● 患者傷害法の一考察 ●

カール・エスペルソン
(2000年8月発表;筆者はスエーデン患者保険協会法律顧問)



治療に関する情報不足または同意の欠如

任意患者保険の賠償規定には、医学的治療に関して患者に十分な情報を与えていなこと、または患者の同意を得ていないことを理由にした賠償に関しては何も述べられていない。

それで、任意患者保険制度において、情報の問題それ自体は、賠償を受ける権利に関して、独自の重要な意味を全く持っていなかった。その代わり、医療過程を客観的に調査して、治療に伴う特別の危険についての情報が伝えられたかどうかに関係なく、賠償金が支払われた。

法案起草中に、患者傷害法の賠償を受ける権利を拡大して、患者に十分な情報を与えなかったこと、または患者の同意を得なかったことに起因する傷害を含めるかどうか、議論された。この問題の性質が複雑なため、特別の分析を追加することが必要と考えられた。それで、保健医療に関連して、情報不足であるか、または患者の同意を得ていないことに起因する傷害は、患者傷害法では補償しない。

その代わり、不注意で情報を提供しなかったか、同意を得ようとしなかったため傷害を被ったと思っている患者は、一般的な不法行為に関する法律に基づいて賠償金請求を主張できる。

患者傷害賠償金の決定方法

患者傷害賠償金は、「不法行為損害法」の人身侵害(=身体的な被害)賠償規則に従って決定される。賠償金には、経済的損失(即ち、収入の損失、傷害のために被った費用)、非経済的損失(即ち、一時的及び永続的苦痛、苦しみ、生活上の快適さの喪失、仕事上余分なストレス)が含まれる。

それでも、「不法行為損害法」の規則からの逸脱もある。患者傷害賠償金の金額決定に際して、エクセス(超過額、自己負担額)が常に差し引かれねばならない。エクセスは「基本国民保険金額」(現在額1830クローナ)の20分の1に等しい。また、絶対的な限度もある。傷害を被った患者各人に対する賠償金の金額は「基本金額」の200倍(約730万クローナ)を超えてはならない。Compensation is for each injury event limited to a total ceiling of 1000 Basic Amounts (36.6 million SEK). [この文意不明:合計限度額が「基本金額」の1000倍(3660万クローナ)に制限されている各傷害事例に対して賠償金が支払われる。] これらの金額に利息と訴訟費用は含まれない。

回想

患者請求委員会
患者請求委員会は1975年に設立された。1997年に始まったのであるが、この委員会は患者保険協会と言う組織の一部である。

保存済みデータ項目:
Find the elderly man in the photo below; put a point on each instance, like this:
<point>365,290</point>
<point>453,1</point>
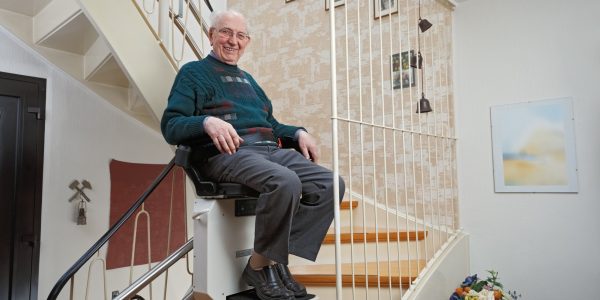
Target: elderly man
<point>228,119</point>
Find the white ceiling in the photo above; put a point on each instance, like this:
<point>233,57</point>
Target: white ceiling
<point>24,7</point>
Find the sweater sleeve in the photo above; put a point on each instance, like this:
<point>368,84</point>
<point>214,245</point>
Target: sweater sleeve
<point>279,130</point>
<point>179,124</point>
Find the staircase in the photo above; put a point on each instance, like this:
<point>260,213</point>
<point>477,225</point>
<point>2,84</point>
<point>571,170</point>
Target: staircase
<point>363,273</point>
<point>97,43</point>
<point>112,61</point>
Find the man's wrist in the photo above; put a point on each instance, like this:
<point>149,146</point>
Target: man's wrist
<point>297,134</point>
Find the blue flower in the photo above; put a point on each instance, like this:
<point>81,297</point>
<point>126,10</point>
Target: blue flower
<point>454,297</point>
<point>469,280</point>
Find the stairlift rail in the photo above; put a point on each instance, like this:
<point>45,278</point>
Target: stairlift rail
<point>156,271</point>
<point>55,292</point>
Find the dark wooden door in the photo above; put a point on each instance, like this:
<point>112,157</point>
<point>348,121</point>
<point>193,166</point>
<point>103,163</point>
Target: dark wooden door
<point>22,107</point>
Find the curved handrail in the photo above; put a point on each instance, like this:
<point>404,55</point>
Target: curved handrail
<point>156,271</point>
<point>88,254</point>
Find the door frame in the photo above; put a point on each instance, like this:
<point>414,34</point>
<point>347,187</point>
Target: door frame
<point>28,109</point>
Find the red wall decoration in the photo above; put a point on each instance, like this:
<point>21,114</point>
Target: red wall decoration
<point>167,202</point>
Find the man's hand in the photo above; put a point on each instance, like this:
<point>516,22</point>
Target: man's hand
<point>223,135</point>
<point>308,145</point>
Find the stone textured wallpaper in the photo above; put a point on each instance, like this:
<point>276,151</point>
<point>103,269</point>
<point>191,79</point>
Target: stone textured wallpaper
<point>387,151</point>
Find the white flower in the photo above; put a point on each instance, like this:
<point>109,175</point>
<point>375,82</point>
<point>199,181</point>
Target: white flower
<point>486,295</point>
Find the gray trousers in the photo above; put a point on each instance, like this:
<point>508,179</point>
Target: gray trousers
<point>295,207</point>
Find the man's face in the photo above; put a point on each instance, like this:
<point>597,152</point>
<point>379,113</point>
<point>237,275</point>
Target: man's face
<point>229,39</point>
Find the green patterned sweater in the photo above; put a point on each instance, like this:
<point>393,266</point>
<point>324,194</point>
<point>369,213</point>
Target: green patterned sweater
<point>210,87</point>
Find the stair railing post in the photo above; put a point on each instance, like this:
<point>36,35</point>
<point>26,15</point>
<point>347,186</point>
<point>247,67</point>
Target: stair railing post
<point>163,22</point>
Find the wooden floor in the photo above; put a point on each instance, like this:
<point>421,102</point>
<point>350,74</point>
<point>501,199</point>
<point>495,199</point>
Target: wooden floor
<point>396,273</point>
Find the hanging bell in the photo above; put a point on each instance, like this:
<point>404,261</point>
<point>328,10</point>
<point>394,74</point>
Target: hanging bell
<point>416,61</point>
<point>424,106</point>
<point>81,218</point>
<point>424,25</point>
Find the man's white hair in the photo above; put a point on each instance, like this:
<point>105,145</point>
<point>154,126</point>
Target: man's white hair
<point>215,18</point>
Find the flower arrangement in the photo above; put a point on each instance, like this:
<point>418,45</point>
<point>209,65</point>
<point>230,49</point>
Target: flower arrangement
<point>489,289</point>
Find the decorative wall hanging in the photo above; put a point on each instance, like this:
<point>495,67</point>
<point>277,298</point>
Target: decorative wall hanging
<point>385,7</point>
<point>337,3</point>
<point>402,73</point>
<point>534,147</point>
<point>158,226</point>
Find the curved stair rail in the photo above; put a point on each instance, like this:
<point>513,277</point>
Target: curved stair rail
<point>175,15</point>
<point>156,271</point>
<point>55,292</point>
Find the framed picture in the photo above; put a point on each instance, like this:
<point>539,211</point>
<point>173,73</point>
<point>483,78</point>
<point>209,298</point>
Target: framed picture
<point>534,147</point>
<point>337,3</point>
<point>385,7</point>
<point>403,75</point>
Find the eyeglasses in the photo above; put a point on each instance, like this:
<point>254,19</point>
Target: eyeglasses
<point>228,33</point>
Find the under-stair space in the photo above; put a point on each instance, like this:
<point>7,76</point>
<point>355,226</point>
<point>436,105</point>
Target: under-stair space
<point>61,32</point>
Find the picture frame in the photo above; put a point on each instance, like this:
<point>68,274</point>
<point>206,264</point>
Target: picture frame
<point>534,147</point>
<point>403,75</point>
<point>337,3</point>
<point>385,7</point>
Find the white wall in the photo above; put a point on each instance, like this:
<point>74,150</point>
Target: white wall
<point>544,245</point>
<point>83,133</point>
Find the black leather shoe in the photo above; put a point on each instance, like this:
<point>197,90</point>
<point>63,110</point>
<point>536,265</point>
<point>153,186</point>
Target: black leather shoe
<point>267,283</point>
<point>288,281</point>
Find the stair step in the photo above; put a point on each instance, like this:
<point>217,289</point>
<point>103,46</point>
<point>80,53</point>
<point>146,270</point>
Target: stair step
<point>347,203</point>
<point>369,235</point>
<point>324,274</point>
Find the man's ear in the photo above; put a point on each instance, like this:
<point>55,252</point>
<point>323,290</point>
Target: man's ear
<point>211,31</point>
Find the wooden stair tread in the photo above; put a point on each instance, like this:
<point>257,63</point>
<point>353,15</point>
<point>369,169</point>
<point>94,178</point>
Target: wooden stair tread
<point>324,274</point>
<point>372,236</point>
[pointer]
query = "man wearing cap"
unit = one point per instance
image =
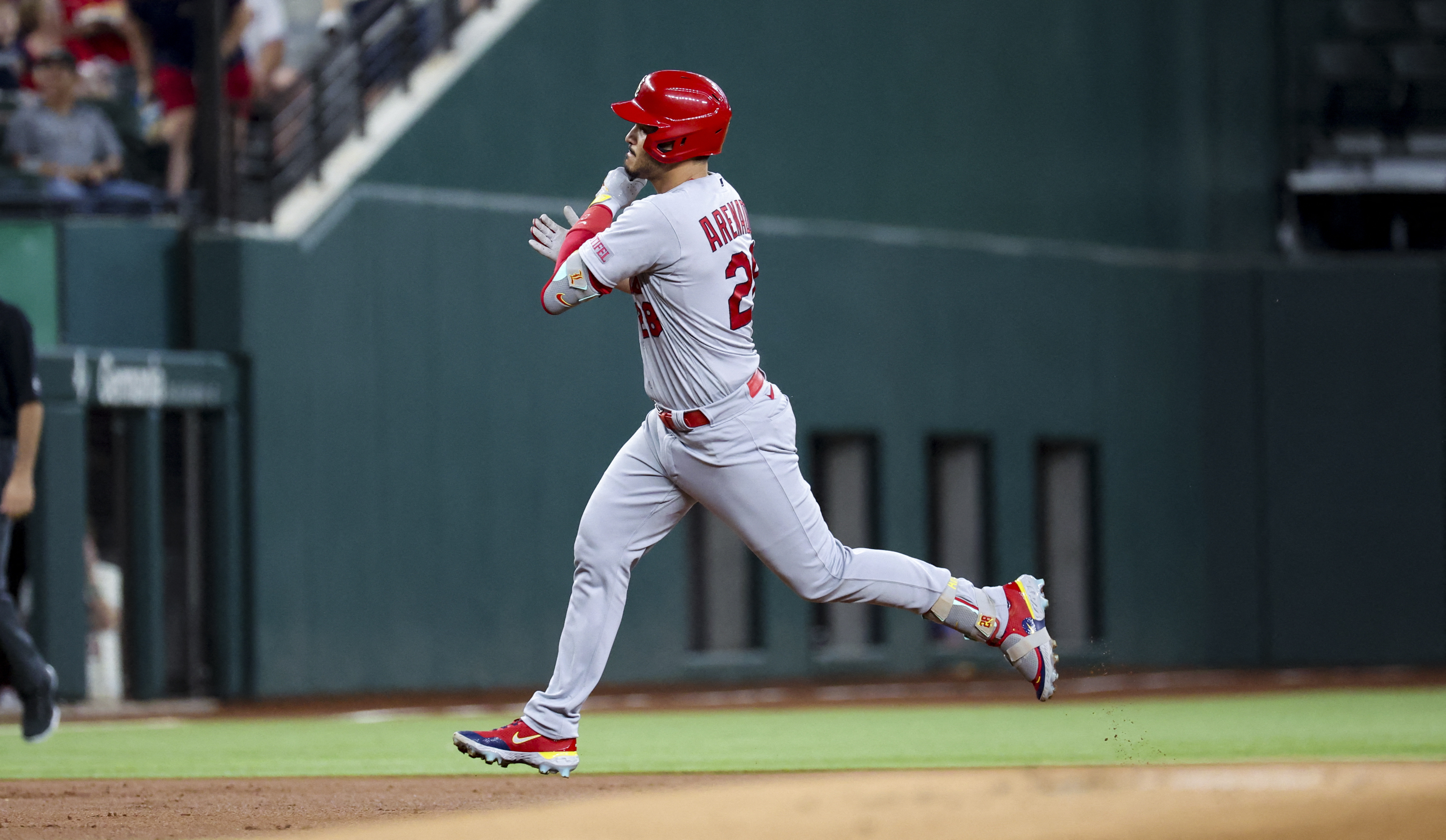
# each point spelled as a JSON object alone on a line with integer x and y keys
{"x": 71, "y": 145}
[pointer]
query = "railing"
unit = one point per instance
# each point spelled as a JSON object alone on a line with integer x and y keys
{"x": 290, "y": 136}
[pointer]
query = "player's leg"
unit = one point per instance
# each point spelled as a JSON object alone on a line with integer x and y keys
{"x": 632, "y": 508}
{"x": 750, "y": 478}
{"x": 747, "y": 473}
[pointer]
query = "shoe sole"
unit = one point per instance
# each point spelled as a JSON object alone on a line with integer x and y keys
{"x": 1033, "y": 589}
{"x": 55, "y": 710}
{"x": 50, "y": 731}
{"x": 562, "y": 764}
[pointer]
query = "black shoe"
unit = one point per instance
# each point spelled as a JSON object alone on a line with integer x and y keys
{"x": 43, "y": 716}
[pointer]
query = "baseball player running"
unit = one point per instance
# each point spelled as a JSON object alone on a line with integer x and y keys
{"x": 722, "y": 434}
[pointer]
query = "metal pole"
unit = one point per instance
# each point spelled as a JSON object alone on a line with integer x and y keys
{"x": 215, "y": 164}
{"x": 196, "y": 618}
{"x": 147, "y": 577}
{"x": 229, "y": 580}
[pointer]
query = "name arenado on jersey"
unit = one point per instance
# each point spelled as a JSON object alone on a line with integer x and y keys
{"x": 731, "y": 219}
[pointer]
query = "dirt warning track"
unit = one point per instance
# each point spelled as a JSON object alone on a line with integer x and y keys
{"x": 1318, "y": 801}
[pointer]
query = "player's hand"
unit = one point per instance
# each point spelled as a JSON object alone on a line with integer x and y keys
{"x": 547, "y": 235}
{"x": 618, "y": 190}
{"x": 19, "y": 496}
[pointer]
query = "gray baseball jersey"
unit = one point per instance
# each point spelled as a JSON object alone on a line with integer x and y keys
{"x": 690, "y": 253}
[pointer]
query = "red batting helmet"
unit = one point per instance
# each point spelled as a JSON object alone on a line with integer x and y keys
{"x": 686, "y": 108}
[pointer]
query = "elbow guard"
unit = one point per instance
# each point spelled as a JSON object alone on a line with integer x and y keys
{"x": 572, "y": 284}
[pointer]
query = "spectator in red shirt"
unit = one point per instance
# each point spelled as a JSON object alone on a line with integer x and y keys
{"x": 164, "y": 55}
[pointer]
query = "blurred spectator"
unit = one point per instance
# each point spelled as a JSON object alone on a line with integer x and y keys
{"x": 265, "y": 47}
{"x": 73, "y": 145}
{"x": 12, "y": 51}
{"x": 97, "y": 32}
{"x": 164, "y": 55}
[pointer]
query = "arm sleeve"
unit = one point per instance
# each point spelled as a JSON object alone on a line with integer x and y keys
{"x": 638, "y": 242}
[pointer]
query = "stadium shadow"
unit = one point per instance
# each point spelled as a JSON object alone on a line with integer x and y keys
{"x": 1316, "y": 801}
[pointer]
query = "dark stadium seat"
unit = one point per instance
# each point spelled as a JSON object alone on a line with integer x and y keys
{"x": 1431, "y": 17}
{"x": 1421, "y": 70}
{"x": 1376, "y": 18}
{"x": 1356, "y": 87}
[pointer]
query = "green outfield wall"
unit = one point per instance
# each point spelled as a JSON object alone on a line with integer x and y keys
{"x": 1139, "y": 122}
{"x": 424, "y": 440}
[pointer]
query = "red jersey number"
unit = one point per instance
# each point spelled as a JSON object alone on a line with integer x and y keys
{"x": 741, "y": 262}
{"x": 648, "y": 321}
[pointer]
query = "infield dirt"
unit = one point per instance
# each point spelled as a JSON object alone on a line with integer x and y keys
{"x": 1318, "y": 801}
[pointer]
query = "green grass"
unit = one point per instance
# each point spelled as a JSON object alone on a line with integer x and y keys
{"x": 1309, "y": 725}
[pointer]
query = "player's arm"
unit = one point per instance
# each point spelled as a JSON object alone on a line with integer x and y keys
{"x": 572, "y": 281}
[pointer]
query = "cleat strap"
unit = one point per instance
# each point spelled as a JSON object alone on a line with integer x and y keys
{"x": 1016, "y": 651}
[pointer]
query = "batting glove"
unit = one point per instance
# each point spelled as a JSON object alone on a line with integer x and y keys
{"x": 618, "y": 192}
{"x": 547, "y": 235}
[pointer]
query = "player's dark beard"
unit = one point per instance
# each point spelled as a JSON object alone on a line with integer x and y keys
{"x": 643, "y": 165}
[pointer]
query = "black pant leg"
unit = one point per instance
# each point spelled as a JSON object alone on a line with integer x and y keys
{"x": 27, "y": 664}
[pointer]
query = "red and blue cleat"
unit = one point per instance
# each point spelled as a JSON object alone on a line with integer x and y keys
{"x": 1023, "y": 640}
{"x": 520, "y": 744}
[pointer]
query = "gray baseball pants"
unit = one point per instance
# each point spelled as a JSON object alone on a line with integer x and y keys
{"x": 745, "y": 472}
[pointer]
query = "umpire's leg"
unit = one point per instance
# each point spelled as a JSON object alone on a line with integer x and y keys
{"x": 27, "y": 664}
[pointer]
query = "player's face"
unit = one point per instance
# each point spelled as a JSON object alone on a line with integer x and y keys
{"x": 638, "y": 162}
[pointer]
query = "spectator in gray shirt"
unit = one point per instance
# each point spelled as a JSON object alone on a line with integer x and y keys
{"x": 73, "y": 145}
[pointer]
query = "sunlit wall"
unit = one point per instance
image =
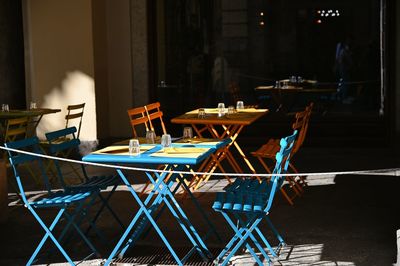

*課題内容:*
患者傷害法を論じた文章の続きを、最後の文の次から書くこと。

*解答:*
この委員会は委員長と6名の委員で構成されている。委員は3年の任期で選ばれる。委員長は本職の判事であるか、判事経験者で無ければならない。委員長を除く委員のうち3名は、患者の利益の代表で、1名は医学専門家、1名は保険における人身侵害調停手続きに精通し、1名は保健医療活動の専門的知識を持っていなければならない。

この委員会は、患者またはその他の請求者、医療提供者、保険業者、または裁判所が委託した、患者傷害法に基づく賠償事件に関して勧告を出す。この委員会は助言機関であるから、この委員会の意見は勧告である。しかしながら、保険業者は常に勧告に従ってきた。

患者が事件を委員会に提出するのは無料である。患者には自分の患者傷害賠償事件が法廷に持ち込まれる前に、専門家集団に審理してもらえるという利点がある。患者には自分の賠償請求を患者請求委員会に提出するか、直接法廷へ持ち出すかを選択する権利がある。

1975年1月1日から1999年12月31日までに、保険業者はおよそ14万件の治療紛糾届を受け取った。この委員会は、同期間内にそのうちの7223件審理した。現在の時点で委員会が出した結論と保険業者の結論が違うのは、審理件数の約10%である。

一般司法制度の裁判所

任意患者保険制度では、保険業者と被害者の間の紛争は「調停法(1929:145)」に準じた調停により解決されていた。1999年現在で101件の調停が成立している。そのうち30件は被害者に有利に決定されている。

任意患者保険制度の賠償金紛争を調停によって解決する可能性は、新法の出現により消滅した。その代わり、保険業者による最終決定に不満足な患者は、一般司法制度による裁判所に訴訟を起こすことが出来る。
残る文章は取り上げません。